REQUIREMENT:
Reproduce the lines below, substituting "image above" for every occurrence of "picture above" and leaving everything else unchanged. Omit the pictures from your answer.

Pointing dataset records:
[START]

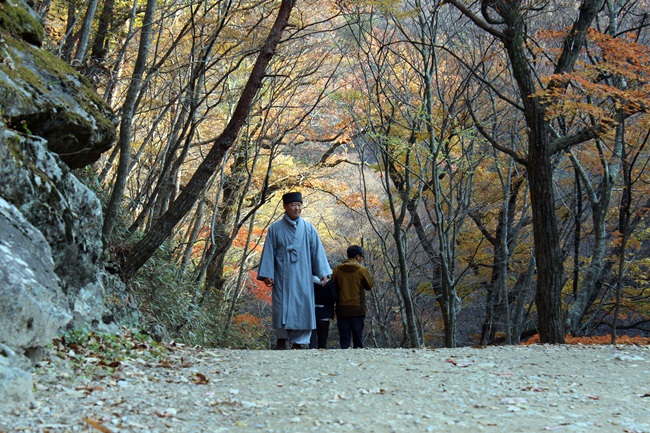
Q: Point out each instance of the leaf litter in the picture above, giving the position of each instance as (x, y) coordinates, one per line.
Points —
(189, 389)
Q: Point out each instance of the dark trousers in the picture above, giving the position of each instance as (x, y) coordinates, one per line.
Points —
(319, 335)
(351, 328)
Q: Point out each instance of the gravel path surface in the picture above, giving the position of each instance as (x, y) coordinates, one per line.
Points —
(497, 389)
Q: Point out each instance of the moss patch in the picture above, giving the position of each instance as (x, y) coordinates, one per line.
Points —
(18, 22)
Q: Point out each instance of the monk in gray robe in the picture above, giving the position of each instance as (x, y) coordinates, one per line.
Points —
(292, 254)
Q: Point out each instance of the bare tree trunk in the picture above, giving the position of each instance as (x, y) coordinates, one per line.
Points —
(128, 109)
(84, 33)
(162, 229)
(542, 143)
(98, 50)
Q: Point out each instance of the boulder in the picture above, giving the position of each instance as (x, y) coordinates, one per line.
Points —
(42, 95)
(51, 269)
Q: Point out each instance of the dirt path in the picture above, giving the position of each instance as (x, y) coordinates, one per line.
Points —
(498, 389)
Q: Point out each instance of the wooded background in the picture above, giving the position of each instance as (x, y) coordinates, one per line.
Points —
(489, 156)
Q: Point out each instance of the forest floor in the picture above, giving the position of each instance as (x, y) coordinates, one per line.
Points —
(497, 389)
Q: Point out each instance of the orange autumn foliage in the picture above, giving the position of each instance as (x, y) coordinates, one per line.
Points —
(595, 340)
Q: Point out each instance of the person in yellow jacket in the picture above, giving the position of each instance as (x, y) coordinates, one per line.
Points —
(352, 280)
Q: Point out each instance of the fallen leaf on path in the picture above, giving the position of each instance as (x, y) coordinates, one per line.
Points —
(200, 379)
(97, 424)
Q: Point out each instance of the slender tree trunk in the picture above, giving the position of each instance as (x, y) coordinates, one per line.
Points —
(86, 29)
(128, 110)
(98, 50)
(162, 229)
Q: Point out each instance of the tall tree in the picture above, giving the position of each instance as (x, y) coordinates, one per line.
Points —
(507, 22)
(162, 228)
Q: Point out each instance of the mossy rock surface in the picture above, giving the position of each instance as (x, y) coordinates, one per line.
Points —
(19, 21)
(42, 95)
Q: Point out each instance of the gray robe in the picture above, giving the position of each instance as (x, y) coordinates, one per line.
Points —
(292, 254)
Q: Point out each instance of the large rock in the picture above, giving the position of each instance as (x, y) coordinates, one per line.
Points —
(33, 308)
(42, 95)
(51, 270)
(66, 212)
(15, 382)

[END]

RIGHT ANSWER:
Q: Point out each instance of the leaf litter in the image above, giving the position of each instance as (x, y) coordinates, one per line.
Points —
(189, 389)
Q: Point out each instance of the dark trousers in the image above, giving the position of each instance as (x, y) coordinates, one per line.
Points —
(319, 335)
(351, 328)
Q: Point out each instance of the gravel path surface in the image above, giving the position of each instance as (x, y) coordinates, one per line.
Points —
(497, 389)
Q: Point out each instance of the moss patch in the image above, giving the position of each instance as (x, y) coordinates, one per line.
Points —
(18, 22)
Q: Point out each instance of the monk in gray robe in the image above, giving the position of each instance as (x, y) coordinates, one per line.
Points —
(292, 254)
Q: Point out each instance of the bare tree trunk in the image above, giving the position of each instance as (x, y) coordinates, one per line.
Points —
(128, 109)
(84, 33)
(162, 229)
(542, 143)
(98, 50)
Q: Point out each instance of the boulder in the image above, giving the position of each instance as (x, y) coordinates, one per line.
Points —
(42, 95)
(51, 269)
Q: Point out each instance of the dirt path in the image above, giving the position of each instance as (x, y) coordinates, one per line.
Points —
(498, 389)
Q: Point out each instance of the wooded background in the image above, giving the position of each instance as (x, y) coordinates, one per line.
Points —
(489, 156)
Q: Point out each instance of the forest floor in the image above, giving the position of each instance as (x, y) coordinates, one per line.
Points —
(497, 389)
Q: Point out each instance of the orange autumn foliage in the image above, giving the position of each instance as (x, y) coordinates, one per line.
Points —
(595, 340)
Q: Point out each instance of the person in yellow jacket in the image above, giving the position of each instance as (x, y) coordinates, one per line.
Points —
(352, 280)
Q: Point out each instance of the fallen leaf on path in the image above, giving the position of each instance as (x, y) coordinates, one per line.
Points —
(200, 379)
(97, 424)
Q: Point out each instance of the slender tree trunk in the image above, giving the position of each instance as (x, y) coordinates, one per line.
Points —
(86, 29)
(128, 110)
(98, 50)
(162, 229)
Q: Point out each instance of the tall tree in the image above, giving the position of each instance as (x, y) coordinates, one per line.
Points —
(507, 22)
(162, 228)
Q: Point out each instance of the mossy rock surface in the image above, giving the position of each instance as (x, y) coordinates, one per line.
Points —
(19, 21)
(42, 95)
Q: Point out each instance of the gray robe in the image above, giving the position of each instance as (x, y) coordinates, one per line.
Points —
(292, 254)
Q: Point out each instance of the large rock in the image above, giving the position of each instance as (x, y) coordinates, one per line.
Points —
(33, 308)
(42, 95)
(51, 270)
(66, 212)
(15, 382)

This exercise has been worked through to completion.